=== Task ===
Print the lines that run from the line with "Where can the grass be" to the line with "Where can the shrub", keeping both end lines, exactly as they appear in the entries below, and nothing else.

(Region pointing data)
╭──
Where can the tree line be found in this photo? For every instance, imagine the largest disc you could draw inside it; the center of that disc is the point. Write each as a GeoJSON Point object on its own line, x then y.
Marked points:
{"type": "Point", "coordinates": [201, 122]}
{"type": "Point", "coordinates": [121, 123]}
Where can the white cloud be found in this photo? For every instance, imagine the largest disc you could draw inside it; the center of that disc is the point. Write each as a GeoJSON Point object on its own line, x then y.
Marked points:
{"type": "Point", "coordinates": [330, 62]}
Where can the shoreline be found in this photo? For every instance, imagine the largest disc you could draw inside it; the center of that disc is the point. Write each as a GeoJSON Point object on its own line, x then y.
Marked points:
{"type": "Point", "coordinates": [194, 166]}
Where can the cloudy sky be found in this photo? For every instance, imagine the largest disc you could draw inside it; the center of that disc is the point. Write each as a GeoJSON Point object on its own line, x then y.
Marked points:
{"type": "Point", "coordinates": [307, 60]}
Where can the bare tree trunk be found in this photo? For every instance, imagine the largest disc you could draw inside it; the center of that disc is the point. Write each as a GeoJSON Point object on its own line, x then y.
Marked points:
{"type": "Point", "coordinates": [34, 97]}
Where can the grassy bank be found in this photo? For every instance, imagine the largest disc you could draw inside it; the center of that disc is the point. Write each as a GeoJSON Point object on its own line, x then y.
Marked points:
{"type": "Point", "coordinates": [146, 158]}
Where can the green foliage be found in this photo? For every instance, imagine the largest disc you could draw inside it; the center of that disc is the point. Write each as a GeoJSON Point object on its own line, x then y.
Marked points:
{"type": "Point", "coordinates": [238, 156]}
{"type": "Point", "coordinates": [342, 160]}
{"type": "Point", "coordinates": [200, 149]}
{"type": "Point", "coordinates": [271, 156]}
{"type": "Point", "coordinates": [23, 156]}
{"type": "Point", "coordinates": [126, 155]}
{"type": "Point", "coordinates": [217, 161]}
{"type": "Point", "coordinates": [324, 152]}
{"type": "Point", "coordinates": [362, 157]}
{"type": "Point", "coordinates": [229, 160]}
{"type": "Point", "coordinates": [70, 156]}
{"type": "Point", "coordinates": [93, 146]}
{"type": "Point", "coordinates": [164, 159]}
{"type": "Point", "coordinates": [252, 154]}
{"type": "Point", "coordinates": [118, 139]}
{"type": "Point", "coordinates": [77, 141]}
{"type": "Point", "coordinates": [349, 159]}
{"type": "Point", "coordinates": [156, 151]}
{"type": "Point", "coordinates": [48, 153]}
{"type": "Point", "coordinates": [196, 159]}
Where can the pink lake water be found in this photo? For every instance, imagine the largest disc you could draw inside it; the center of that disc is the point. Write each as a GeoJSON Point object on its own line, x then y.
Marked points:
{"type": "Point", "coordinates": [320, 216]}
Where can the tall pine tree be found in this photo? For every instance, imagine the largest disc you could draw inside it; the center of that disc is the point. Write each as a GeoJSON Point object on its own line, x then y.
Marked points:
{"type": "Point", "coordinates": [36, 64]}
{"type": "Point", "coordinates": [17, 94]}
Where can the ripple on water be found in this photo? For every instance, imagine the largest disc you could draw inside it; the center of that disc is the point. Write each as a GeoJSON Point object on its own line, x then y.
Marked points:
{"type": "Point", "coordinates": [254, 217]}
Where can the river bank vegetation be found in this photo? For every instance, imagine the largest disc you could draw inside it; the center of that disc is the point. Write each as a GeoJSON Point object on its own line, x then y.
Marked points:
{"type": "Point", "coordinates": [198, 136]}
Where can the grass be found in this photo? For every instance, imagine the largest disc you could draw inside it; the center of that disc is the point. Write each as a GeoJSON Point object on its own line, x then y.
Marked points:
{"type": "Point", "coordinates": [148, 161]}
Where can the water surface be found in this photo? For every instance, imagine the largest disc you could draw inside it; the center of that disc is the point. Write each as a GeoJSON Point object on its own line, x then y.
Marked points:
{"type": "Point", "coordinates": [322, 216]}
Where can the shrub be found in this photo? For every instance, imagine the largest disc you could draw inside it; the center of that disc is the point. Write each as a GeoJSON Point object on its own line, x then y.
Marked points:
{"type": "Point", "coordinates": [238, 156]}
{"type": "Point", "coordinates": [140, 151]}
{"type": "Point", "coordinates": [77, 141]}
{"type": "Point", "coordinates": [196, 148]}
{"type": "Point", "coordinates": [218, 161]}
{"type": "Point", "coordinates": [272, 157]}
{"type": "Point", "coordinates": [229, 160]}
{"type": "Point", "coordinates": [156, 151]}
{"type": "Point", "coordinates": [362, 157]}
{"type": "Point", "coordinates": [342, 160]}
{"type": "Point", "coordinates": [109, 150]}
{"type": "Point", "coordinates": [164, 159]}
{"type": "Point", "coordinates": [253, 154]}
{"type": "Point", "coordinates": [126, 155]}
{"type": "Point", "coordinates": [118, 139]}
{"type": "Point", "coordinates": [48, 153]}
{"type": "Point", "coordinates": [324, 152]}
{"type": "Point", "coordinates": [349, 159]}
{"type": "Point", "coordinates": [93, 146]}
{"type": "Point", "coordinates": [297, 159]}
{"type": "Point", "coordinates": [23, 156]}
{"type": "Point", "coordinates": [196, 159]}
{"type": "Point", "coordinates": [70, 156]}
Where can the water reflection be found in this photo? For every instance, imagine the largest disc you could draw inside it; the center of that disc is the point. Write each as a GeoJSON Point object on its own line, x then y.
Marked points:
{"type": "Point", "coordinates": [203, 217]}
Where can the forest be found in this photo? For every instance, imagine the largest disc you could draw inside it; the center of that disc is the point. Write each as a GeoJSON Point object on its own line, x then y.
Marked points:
╰──
=== Result of the exercise ===
Where can the grass be found in this photo? For every instance, imagine the largest disc you could draw inside it; the center of that disc is the point. Write each as a GeoJSON Point object on its own line, x then y.
Marked points:
{"type": "Point", "coordinates": [148, 161]}
Where can the water surface be found in this photo? For every instance, imagine the largest disc you could draw inside it; the center of that disc is the point. Write each as a GeoJSON Point object on its own line, x then y.
Marked points:
{"type": "Point", "coordinates": [322, 216]}
Where can the shrub be found in this photo? For every instance, imagine the largest disc you could draw inside it; the center of that disc is the point. Write each as a GeoJSON Point object on its own line, x then y.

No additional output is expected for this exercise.